Extrait source>
_ _ _ _

La répartition est tout aussi simple. Le titulaire de la licence tient un registre des fichiers téléchargés au Canada au cours d’une période donnée et transmet ces données aux organismes administrant les droits de reproduction – la CMRRA et SOCAN DR – qui calculent les redevances mécaniques et facturent le titulaire de la licence en conséquence. Une fois les droits de licence payés et les frais généraux des organismes administrant les droits de reproduction déduits, les redevances sont réparties entre leurs clients, éditeurs ou créateurs de musique autoédités respectifs.
Diffusion en continu
Déterminer les redevances de performance et les redevances mécaniques dérivées de la diffusion en continu est une tout autre affaire. Ce calcul est reconnu pour être très compliqué et, dans le cas de certains licenciés, carrément mystérieux.

_ _ _ _

[Lignes de données]
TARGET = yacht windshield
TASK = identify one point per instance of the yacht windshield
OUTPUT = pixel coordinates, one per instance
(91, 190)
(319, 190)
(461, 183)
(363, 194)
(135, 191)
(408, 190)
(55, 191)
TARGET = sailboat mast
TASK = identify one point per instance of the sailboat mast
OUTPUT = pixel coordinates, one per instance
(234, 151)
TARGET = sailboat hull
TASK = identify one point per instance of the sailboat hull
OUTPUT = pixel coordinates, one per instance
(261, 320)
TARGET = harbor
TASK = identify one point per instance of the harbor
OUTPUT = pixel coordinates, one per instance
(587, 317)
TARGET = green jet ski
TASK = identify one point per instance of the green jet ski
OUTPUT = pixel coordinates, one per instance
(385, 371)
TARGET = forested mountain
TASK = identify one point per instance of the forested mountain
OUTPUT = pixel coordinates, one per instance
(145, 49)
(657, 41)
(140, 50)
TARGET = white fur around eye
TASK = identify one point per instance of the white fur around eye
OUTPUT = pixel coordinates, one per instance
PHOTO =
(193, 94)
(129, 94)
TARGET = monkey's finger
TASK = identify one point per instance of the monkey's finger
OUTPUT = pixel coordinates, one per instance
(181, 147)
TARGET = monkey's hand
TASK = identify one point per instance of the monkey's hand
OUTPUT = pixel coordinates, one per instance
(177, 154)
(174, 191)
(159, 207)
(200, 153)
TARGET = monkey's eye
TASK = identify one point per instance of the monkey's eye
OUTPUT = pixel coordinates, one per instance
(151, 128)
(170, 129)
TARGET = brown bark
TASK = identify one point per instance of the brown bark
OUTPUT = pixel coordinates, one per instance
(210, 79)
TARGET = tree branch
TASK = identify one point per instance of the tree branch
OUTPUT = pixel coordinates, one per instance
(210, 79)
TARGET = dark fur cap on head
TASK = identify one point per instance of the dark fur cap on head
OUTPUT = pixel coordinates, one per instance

_ _ _ _

Objectif>
Recopiez le passage du texte sur les redevances musicales compris entre « La répartition est » et « licenciés, carrément mystérieux. », bornes incluses, et remplacez-y « titulaire de la licence » par « détenteur de la licence ».

Solution proposée>
La répartition est tout aussi simple. Le détenteur de la licence tient un registre des fichiers téléchargés au Canada au cours d’une période donnée et transmet ces données aux organismes administrant les droits de reproduction – la CMRRA et SOCAN DR – qui calculent les redevances mécaniques et facturent le détenteur de la licence en conséquence. Une fois les droits de licence payés et les frais généraux des organismes administrant les droits de reproduction déduits, les redevances sont réparties entre leurs clients, éditeurs ou créateurs de musique autoédités respectifs.
Diffusion en continu
Déterminer les redevances de performance et les redevances mécaniques dérivées de la diffusion en continu est une tout autre affaire. Ce calcul est reconnu pour être très compliqué et, dans le cas de certains licenciés, carrément mystérieux.